Given exercise 1
Reproduce the Monday Miscellany post between "If your life" and "You Up. Literally.", inclusive.
Given exercise 2
Carry on the Monday Miscellany post from the point where it stops.
── Extract provided
Monday Miscellany

If your life is anything like mine, you’re swamped right about now with holiday preparations and festivities. This week’s installment of Monday Miscellany, therefore, will be mercifully short.

An Introduction to Psych You Up. Literally.

Maria Konnikova is a woman after my own heart. At Scientific American she has just introduced her new column, Literally Psyched, a “journey of interdisciplinary exploration”:

Here, I propose to use literature and creative inspiration to explore concepts in the psychology of the mind and human thought. To create a place that will blend the world of fiction and non-fiction, that of the literary and the psychological, of artistic inspiration and scientific exploration. To use whatever inspires me—a book, a character, a line, a moment—as a window of insight into the human mind. For who are creative writers but individuals who have dedicated their life and art to observing and chronicling humans as a whole: their interactions, their dreams, their hopes, their disappointments, the full complexity of their internal life?
────
── Available data
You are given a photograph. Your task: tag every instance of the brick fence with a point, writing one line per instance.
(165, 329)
────
Output 1
If your life is anything like mine, you’re swamped right about now with holiday preparations and festivities. This week’s installment of Monday Miscellany, therefore, will be mercifully short.

An Introduction to Psych You Up. Literally.

Output 2
And, as if her interdisciplinary approach to the areas in which literature (and other creative endeavors) and psychology intersect weren’t enough, she begins this introductory post with a personal story, a narrative anecdote from her own life that illustrates how she has become the person she is.

Literature, psychology, and life narrative all wrapped up together! This is good stuff. I think she’d probably be interested in Literature & Psychology.

Not Exactly Everyday Engineering: a Q&A with Brian Clegg

Publishers Weekly interviews Brian Clegg:

In his new book How to Build a Time Machine, Brian Clegg takes a “pop science” look at time travel, explaining quantum entanglement and superluminal speeds in terms that even a technophobe could understand. We asked Clegg about his book, some of his favorite time travel stories, and the most important scientific discovery of his lifetime.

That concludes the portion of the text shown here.